* [Objective]: Write out all of the records below word for word, leaving out the pictures.

* [Data excerpts]:
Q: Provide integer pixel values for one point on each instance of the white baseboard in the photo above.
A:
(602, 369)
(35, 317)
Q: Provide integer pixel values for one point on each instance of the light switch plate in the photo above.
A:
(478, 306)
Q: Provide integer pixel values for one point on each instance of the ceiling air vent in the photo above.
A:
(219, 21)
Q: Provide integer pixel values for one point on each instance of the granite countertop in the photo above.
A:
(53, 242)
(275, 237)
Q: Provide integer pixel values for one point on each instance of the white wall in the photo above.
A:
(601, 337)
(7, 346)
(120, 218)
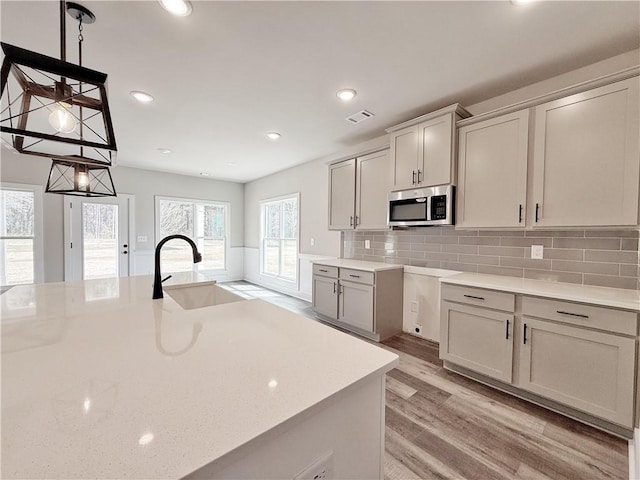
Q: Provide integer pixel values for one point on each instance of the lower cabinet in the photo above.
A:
(365, 302)
(577, 358)
(479, 339)
(588, 370)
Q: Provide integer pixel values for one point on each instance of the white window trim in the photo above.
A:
(38, 226)
(227, 222)
(261, 205)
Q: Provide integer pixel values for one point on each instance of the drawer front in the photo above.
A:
(325, 270)
(357, 276)
(601, 318)
(479, 297)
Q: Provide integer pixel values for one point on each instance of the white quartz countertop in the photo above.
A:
(100, 381)
(608, 297)
(357, 264)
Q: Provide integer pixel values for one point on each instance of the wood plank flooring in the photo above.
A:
(442, 425)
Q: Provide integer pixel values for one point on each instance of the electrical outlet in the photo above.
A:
(537, 251)
(321, 469)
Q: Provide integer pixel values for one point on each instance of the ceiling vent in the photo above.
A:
(360, 116)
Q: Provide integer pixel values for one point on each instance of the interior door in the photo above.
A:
(97, 243)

* [Correct answer]:
Q: Provide integer pixel values for one point on each instance of the white baseboard in the photo above.
A:
(602, 369)
(35, 317)
Q: Provide integer pixel values for one point on each instance of the light switch plate in the photo above.
A:
(478, 306)
Q: Provide integer pixel values for one point on each instance of the ceiling air vent in the photo above.
A:
(219, 21)
Q: Provide integer pixel values for one point on each instance of the granite countertop in the photo above.
A:
(53, 242)
(275, 237)
Q: Provide integer pixel values for one point on each instance of the white wall in the photo above.
A:
(601, 337)
(7, 346)
(120, 218)
Q: Provide integer pixel values for one point on each instance of the lower cabinet in the photo above.
A:
(365, 302)
(577, 358)
(479, 339)
(588, 370)
Q: Provide integer pixel values for one point on each instance of the white window trim in the photo above.
A:
(38, 226)
(227, 222)
(261, 205)
Q: Provide integer pixel values for one point on each instance of the drawer front in the photo above.
A:
(325, 270)
(357, 276)
(601, 318)
(479, 297)
Q: Provide integer pixel values for one point on each instance of the white quartz countertop in the photo above.
A:
(100, 381)
(608, 297)
(357, 264)
Q: Provide integer pixel values for one point on each instance of the wood plank flooring in the photo above.
A:
(442, 425)
Q: Provide integer pixel values for one point on each instance of the electrical outlet in the photo above.
A:
(537, 251)
(321, 469)
Q: Provide integer pixel values for one point on each instance of the ceiling vent in the photo above.
A:
(360, 116)
Q: Provide integer pixel values for one point on each instance of the interior door in the photo above.
A:
(97, 243)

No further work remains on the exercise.